## Given data
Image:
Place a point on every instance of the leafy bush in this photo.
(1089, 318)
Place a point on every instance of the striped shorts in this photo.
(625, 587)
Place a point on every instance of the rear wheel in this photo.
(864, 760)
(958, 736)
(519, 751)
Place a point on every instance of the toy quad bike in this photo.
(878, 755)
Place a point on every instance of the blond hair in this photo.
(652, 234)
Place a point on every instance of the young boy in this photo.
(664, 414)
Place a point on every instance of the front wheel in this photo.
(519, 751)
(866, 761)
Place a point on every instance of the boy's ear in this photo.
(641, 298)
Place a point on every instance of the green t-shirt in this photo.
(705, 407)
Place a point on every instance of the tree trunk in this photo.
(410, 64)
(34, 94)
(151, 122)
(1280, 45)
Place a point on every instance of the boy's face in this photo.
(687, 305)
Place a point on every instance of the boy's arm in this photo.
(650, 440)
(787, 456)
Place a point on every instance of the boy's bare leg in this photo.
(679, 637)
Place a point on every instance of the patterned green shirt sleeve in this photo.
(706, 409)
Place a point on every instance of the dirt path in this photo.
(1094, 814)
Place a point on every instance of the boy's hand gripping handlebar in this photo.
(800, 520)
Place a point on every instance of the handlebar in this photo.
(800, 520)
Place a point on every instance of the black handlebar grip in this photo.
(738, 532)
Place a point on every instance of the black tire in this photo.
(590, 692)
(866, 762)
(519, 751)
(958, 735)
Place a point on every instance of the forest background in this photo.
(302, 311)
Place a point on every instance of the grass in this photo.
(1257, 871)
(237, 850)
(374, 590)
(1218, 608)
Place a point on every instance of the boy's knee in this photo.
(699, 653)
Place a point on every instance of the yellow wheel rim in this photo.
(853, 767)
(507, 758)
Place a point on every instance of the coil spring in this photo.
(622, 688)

## Exercise description
Set out all the records above as a numbered list, leaving out any blank lines.

## Correct output
1. Image:
2. Place a point on every instance of the leafy bush in this photo.
3. (1089, 318)
4. Place a point on every instance of the striped shorts in this photo.
5. (625, 587)
6. Place a point on every instance of the rear wheel in this photo.
7. (864, 760)
8. (958, 736)
9. (519, 751)
10. Place a point on every instance of the toy quad bike in this photo.
11. (878, 755)
12. Place a point on every instance of the blond hair in this photo.
13. (652, 234)
14. Place a point on every instance of the young boy in this photo.
15. (664, 414)
16. Place a point on every instance of the front wheel in this photo.
17. (519, 751)
18. (866, 761)
19. Place a point on every instance of the boy's ear in this photo.
20. (641, 298)
21. Place a point on every instance of the green t-shirt in this photo.
22. (705, 407)
23. Place a point on every instance of the tree trunk in this photo.
24. (410, 64)
25. (34, 94)
26. (151, 122)
27. (1280, 45)
28. Place a point on every instance of the boy's face in this photo.
29. (687, 305)
30. Place a point on every instance of the boy's arm in this photo.
31. (650, 440)
32. (787, 456)
33. Place a point on every instance of the boy's bare leg in this photo.
34. (679, 637)
35. Place a point on every instance of the patterned green shirt sleeve in this photo.
36. (706, 409)
37. Place a point on every instance of the dirt path in this photo.
38. (1094, 814)
39. Place a point on every instance of the boy's hand gripping handlebar in this photo.
40. (800, 520)
41. Place a point on every instance of the handlebar in this photo.
42. (800, 520)
43. Place a point on every instance of the black handlebar grip in this photo.
44. (738, 532)
45. Place a point on every instance of the black tire in this photo.
46. (590, 692)
47. (866, 762)
48. (519, 751)
49. (958, 735)
50. Place a point on every instance of the forest background in this photo.
51. (302, 311)
52. Place a point on every instance of the grass in this photo.
53. (1257, 871)
54. (237, 850)
55. (374, 590)
56. (1218, 608)
57. Place a point on every instance of the boy's knee in this photo.
58. (699, 653)
59. Place a point on every instance of the yellow wheel rim in this photo.
60. (853, 767)
61. (507, 758)
62. Place a point on every instance of the coil spring in this photo.
63. (622, 688)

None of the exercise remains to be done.